## INTERVIEWAUSZUG

++++++++++

Das sehe ich anders. Wer aus der Arbeiterbewegung kommt, weiß, dass jeder kleine Schritt hin zu mehr Gerechtigkeit hart erstritten wird. Wer immer nur das fordert, was unter Umständen möglich erscheint, wird noch weniger erreichen. Ich sehe Juso-Erfolge wie die Durchsetzung eines deutschlandweit gültigen 49-Euro-Tickets – ohne damit zufrieden zu sein.
Hier spricht die Abgeordnete, nicht die Juso-Chefin…
Nein, ich will auch als Juso-Chefin ein deutschlandweites Ticket, aber maximal für 365 Euro im Jahr, langfristig einen komplett ticketfreien Nahverkehr. Unsere Aufgabe ist, dieses Ziel zu erreichen und beim 49-Euro-Ticket dafür zu sorgen, dass es für Studierende, Auszubildende und Menschen, die wenig Geld haben, noch billiger wird. Es wäre falsch, verantwortungslos und feige, wenn wir mit dem Anspruch Politik machen würden, dass das, was wir fordern, eh nicht passiert. Das Bürger*innengeld kommt nur, weil Jusos lange und heftig dafür gestritten haben. Es ist zwar frustrierend, wenn der Erfolg lange auf sich warten lässt, und mir geht vieles oft zu langsam. Aber das Bürger*innengeld zeigt, dass Jusos Sachen durchhalten, grundsätzlich verändern und gleichzeitig ihre Visionen im Blick behalten.
Die Berechnungsgrundlage des Bürgergeldes ändert sich aber nicht.
Das ist schlecht. Ich habe kein Problem, das zu sagen. Deshalb müssen wir genau das verändern und dafür weiterkämpfen.
Der Krieg in der Ukraine dauert inzwischen seit acht Monaten an. Bei den Grünen fordern viele mehr deutsche Waffen für die Ukraine. Und bei den Jusos?
Wir unterstützten die Waffenlieferungen in die Ukraine. Als Jusos haben wir diese Frage gut abgewogen. Denn wir sind zwar ein antimilitaristischer Verband, wir wollen keine Aufrüstungsspirale. Aber wir sind keine Pazifisten. Frieden lässt sich manchmal nicht ohne Gewalt verteidigen oder stiften. Wir haben beispielsweise nie die Waffenlieferungen nach Israel in Frage gestellt, sondern sie unterstützt, um das unverhandelbare Existenzrecht Israels zu garantieren. Im völkerrechtswidrigen Krieg gegen die Ukraine sehen wir ein von faschistischen Ideologien getriebenes Russland und einen Diktator, der ein Land überfällt und dessen kulturelle Identität auslöschen will. Wir als dezidiert linker antimilitaristischer Verband sagen deshalb ja zu Waffenlieferungen, weil sie auf dem Fundament des Völkerrechts notwendig im Kampf gegen diesen Imperialismus sind.

++++++++++

## LISTENAUSZUG
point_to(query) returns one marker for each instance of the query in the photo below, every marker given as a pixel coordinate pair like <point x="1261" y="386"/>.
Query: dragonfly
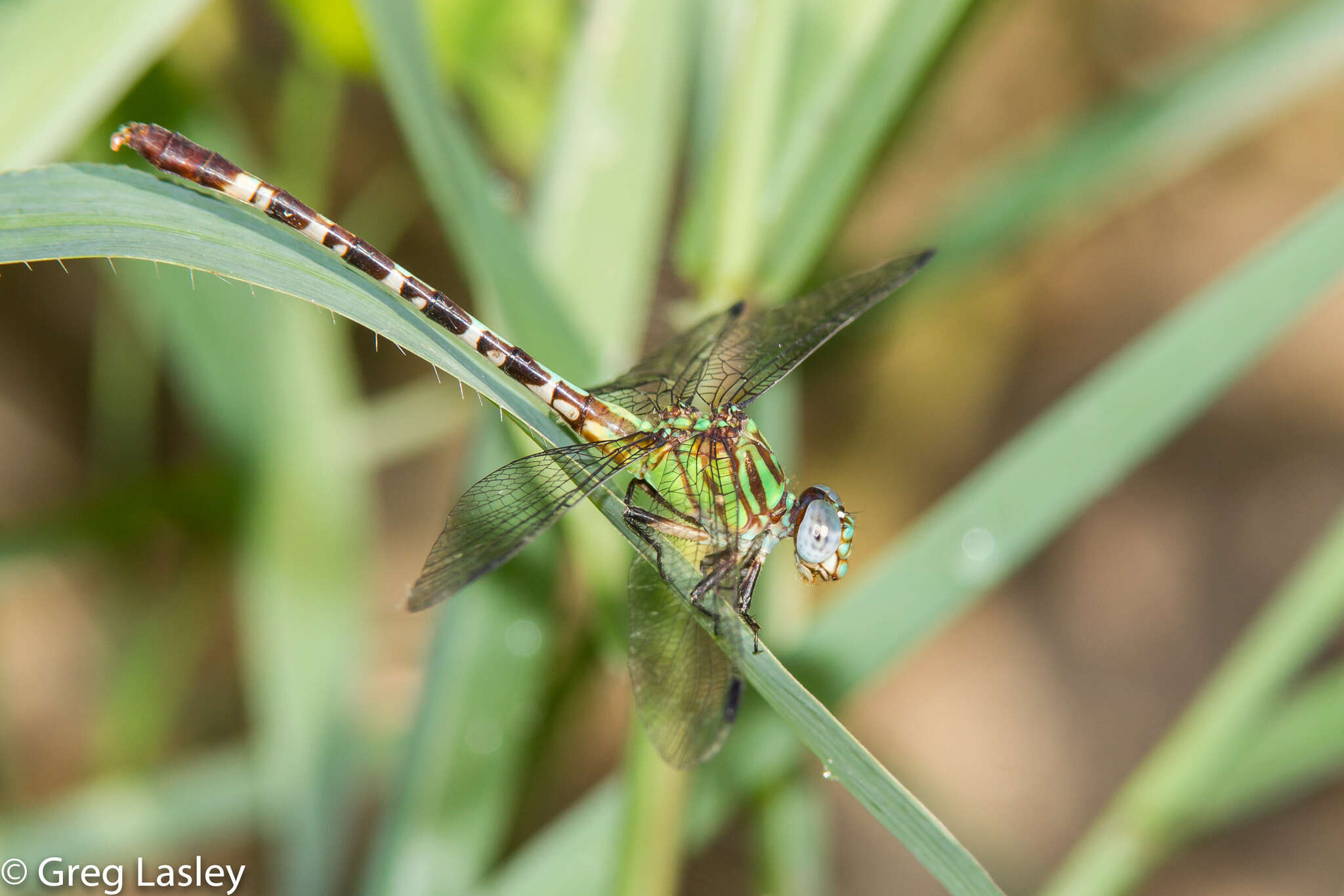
<point x="706" y="492"/>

++++++++++

## AUFGABEN
- 1) Warum sagen die Jusos laut dem Interview ja zu Waffenlieferungen an die Ukraine, obwohl sie sich als antimilitaristisch sehen? Antworte in ein bis drei Sätzen.
- 2) Für welche Gruppen soll das 49-Euro-Ticket laut dem Interview noch billiger werden? Nenne alle.
- 3) Führe das Interview nach der letzten Antwort weiter.

## ANTWORTEN
- 1) Sie sind zwar antimilitaristisch, aber keine Pazifisten, denn Frieden lässt sich manchmal nicht ohne Gewalt verteidigen oder stiften. In Russland sehen sie ein von faschistischen Ideologien getriebenes Land mit einem Diktator, der die Ukraine überfällt und ihre kulturelle Identität auslöschen will. Deshalb halten sie die Waffenlieferungen auf dem Fundament des Völkerrechts für notwendig im Kampf gegen diesen Imperialismus.

- 2)
- Studierende
- Auszubildende
- Menschen, die wenig Geld haben

- 3)
Der grüne Parteitag fordert die Lieferung von Leopard-Panzern. Die Jusos auch?
Wir Jusos beteiligen uns nicht an dieser Debatte. Wir sollten all das tun, was wir können und immer wieder wohlwollend prüfen, was möglich ist. Aber die Entscheidungen über Waffenlieferungen gehören hinter verschlossene Türen und die Debatte sollte von Expert*innen geführt werden – gerade weil es um die Verteidigung der Ukraine geht. Ich weiß nicht, warum eine öffentlich geführte Debatte hier hilfreich sein soll.
Die Debatte dreht sich seit Monaten um schwere Waffen– ja oder nein. Und die Jusos sagen – wissen wir nicht. Ist das etwas wenig?
Ich bin nicht dafür bekannt, dem Kanzler immer stumpf alles zu glauben. Aber in dieser komplizierten Abwägung traue ich ihm Augenmaß zu und glaube auch, dass er für diese Abwägungen gewählt wurde.
Die SPD-Verteidigungsministerin Christine Lambrecht bezeichnet Deutschland als militärische Führungsmacht. Einverstanden?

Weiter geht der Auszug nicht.